**DIRECTIVE**.
Could you rewrite the listing as a numbered list, beginning at the line that has "Where can the ocean" and stopping after the last line of the listing, with blank lines left out?

--- start EXERCISE INPUT ---

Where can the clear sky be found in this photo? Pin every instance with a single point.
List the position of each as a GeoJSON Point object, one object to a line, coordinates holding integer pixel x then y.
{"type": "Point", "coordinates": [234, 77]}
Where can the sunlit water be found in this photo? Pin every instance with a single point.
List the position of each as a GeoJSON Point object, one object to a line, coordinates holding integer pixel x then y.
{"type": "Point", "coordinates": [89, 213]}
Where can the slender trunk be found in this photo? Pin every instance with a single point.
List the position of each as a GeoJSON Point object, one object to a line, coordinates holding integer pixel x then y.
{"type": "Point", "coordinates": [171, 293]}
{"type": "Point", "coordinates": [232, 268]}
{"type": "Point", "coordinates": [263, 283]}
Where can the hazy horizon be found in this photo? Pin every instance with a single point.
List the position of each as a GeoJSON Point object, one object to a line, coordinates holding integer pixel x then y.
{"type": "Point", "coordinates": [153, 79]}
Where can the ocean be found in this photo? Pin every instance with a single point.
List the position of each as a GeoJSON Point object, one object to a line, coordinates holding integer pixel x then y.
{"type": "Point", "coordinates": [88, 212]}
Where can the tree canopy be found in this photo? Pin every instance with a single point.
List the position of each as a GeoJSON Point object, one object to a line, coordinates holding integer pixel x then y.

--- end EXERCISE INPUT ---

**RESPONSE**.
1. Where can the ocean be found in this photo? Pin every instance with a single point.
2. List the position of each as a GeoJSON Point object, one object to a line, coordinates holding integer pixel x then y.
3. {"type": "Point", "coordinates": [88, 212]}
4. Where can the tree canopy be found in this photo? Pin every instance with a single point.
5. List the position of each as a GeoJSON Point object, one object to a line, coordinates holding integer pixel x then y.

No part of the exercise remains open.